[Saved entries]
— start —

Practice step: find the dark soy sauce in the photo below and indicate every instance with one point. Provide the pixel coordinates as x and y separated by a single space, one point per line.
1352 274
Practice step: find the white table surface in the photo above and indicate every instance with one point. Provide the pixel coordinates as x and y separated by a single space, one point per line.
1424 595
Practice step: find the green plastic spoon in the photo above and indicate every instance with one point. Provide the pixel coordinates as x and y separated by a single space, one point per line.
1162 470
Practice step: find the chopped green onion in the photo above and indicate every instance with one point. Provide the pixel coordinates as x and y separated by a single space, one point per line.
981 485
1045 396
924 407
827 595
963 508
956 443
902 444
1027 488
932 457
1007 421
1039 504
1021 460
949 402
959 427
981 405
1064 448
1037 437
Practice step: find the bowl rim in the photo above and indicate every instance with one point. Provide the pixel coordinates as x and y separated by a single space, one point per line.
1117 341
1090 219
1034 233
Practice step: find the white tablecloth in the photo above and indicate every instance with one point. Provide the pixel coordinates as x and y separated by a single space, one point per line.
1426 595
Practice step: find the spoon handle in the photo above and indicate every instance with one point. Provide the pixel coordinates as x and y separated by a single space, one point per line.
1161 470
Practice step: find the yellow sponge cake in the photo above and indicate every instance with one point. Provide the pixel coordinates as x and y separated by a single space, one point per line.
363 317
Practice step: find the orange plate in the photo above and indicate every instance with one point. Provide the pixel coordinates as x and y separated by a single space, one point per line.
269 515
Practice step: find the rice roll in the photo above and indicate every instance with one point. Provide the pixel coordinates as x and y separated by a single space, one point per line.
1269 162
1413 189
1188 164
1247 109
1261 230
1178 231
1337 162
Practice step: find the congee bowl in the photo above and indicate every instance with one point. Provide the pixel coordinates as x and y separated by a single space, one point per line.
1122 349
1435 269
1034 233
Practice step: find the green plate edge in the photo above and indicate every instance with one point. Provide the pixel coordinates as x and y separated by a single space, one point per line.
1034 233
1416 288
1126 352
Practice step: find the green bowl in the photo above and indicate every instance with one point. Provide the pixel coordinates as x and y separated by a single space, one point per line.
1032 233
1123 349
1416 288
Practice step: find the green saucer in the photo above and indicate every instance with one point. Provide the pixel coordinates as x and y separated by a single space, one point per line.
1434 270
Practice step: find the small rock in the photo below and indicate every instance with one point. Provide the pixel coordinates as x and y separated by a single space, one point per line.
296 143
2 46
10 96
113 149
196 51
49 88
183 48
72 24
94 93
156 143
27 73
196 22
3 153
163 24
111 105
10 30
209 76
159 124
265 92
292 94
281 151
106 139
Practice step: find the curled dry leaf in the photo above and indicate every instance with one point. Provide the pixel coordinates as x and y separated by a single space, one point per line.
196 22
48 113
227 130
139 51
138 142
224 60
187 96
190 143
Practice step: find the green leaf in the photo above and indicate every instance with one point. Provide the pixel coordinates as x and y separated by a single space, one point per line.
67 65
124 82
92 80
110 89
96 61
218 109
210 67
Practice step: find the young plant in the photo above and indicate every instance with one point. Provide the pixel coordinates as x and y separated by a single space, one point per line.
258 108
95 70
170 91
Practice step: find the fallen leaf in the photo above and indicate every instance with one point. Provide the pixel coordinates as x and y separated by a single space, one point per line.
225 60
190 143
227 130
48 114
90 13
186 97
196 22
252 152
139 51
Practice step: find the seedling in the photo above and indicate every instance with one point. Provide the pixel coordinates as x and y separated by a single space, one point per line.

— end —

- _Your task_
Please switch each "Practice step" in the lines above to "Warm-up task", then write out all of the lines again with nothing else changed.

- _Result_
Warm-up task: find the dark soy sauce in the photo below and indicate every instance with one point. Provide the pixel coordinates as x and y separated by a single space, one point per line.
1352 274
Warm-up task: find the white table surface in the photo above and indicate every instance with one point. Provide the pixel coordinates as x and y separated by a single space, one point per line.
1424 595
Warm-up task: find the green plastic spoon in the photo above and indicate every instance with one point. Provide the pixel coordinates as x and y separated by a single space, one point per line.
1162 470
Warm-up task: find the chopped green onion in the photo above and indicate every instance with one point. Provide the pixel coordinates as x and y separated by a single space, one point per line.
981 485
1045 396
924 407
827 595
963 508
956 443
902 444
1027 488
932 457
1007 421
1039 504
1021 460
949 402
959 427
981 405
1064 448
1037 437
Warm-up task: find the bowl rim in the photo above and indicate every instance with one point. Provide the pixel coordinates as x and y separated by a single space, one point per line.
1117 341
1090 219
1034 233
Warm-up task: find the white tablecloth in the photo above and indicate every instance with one point. Provide the pixel coordinates as x and y separated by a single space, one point per line.
1426 595
Warm-up task: find the spoon handle in the photo above and indicate every instance with one point. Provide the pixel coordinates as x and y separated by a single space, one point per line.
1161 470
Warm-up task: find the yellow sponge cake in the photo above and indicate every instance with one point. Provide the pixel coordinates as x and y separated by a single space, one point per line.
363 317
Warm-up task: find the orange plate in the photo above and indicate every instance with one point. Provide the pixel coordinates as x and y separated by a single space, one point per line.
269 515
Warm-up task: find the rice roll in the photo above and indicate every instance with one point. Provide the pixel coordinates as x and y separated by a single space, one point per line.
1269 162
1413 189
1188 164
1247 109
1261 230
1178 231
1337 162
Warm-up task: find the congee bowl in the photo above and indicate every instance with one point. Provide the pixel coordinates as x and y separated by a single space, one point per line.
1122 349
1435 269
1034 233
Warm-up task: find the green plate edge in the photo above and indicate every instance with one point. Provide the pixel coordinates as x and y separated by a single space, one point per line.
1034 233
1416 288
1126 352
Warm-up task: find the green bowl in the photo above and indicate every instance with one point. Provide the pixel coordinates as x and y separated by a single space, one point per line.
1032 233
1123 349
1416 288
Warm-up task: find the green saucer in the photo above and indicate every instance with one point. Provide the pixel coordinates as x and y separated by a single space, one point per line.
1434 270
Warm-up task: find the small rock in the photo below and indicate every instance with one point. Provide the pixel coordinates as x and y separated by a single space, one point per line.
296 143
2 46
10 96
113 149
196 51
49 88
183 48
72 24
94 93
156 143
27 73
196 22
3 153
163 24
111 105
10 30
209 76
159 124
265 92
292 94
281 151
106 139
Warm-up task: find the curled dry leaf in the photo above and indicate every instance with one point. Provide the pixel coordinates as x and y separated by a single space, one point per line.
196 22
48 113
227 130
139 51
138 142
224 60
187 96
190 143
Warm-up task: find the green leaf in the photo above and indicate every instance with one point. Provide the pixel coordinates as x and y separated by a single space, one point per line.
67 65
124 82
92 80
110 89
96 61
218 109
210 67
Warm-up task: find the young plant in the photo above and indicate every instance with one point. Provide the pixel coordinates as x and y separated by a single space, one point per line.
258 108
95 70
170 91
Warm-up task: find the fallen leaf in the photo above and indicate every instance with one point. Provide the pixel coordinates as x and y separated by a single space, one point per line.
225 60
190 143
227 130
48 114
90 13
186 97
196 22
252 152
139 51
Warm-up task: find the seedling in the photo above and indicate every instance with one point. Provide the pixel coordinates as x and y separated by a single space, one point per line.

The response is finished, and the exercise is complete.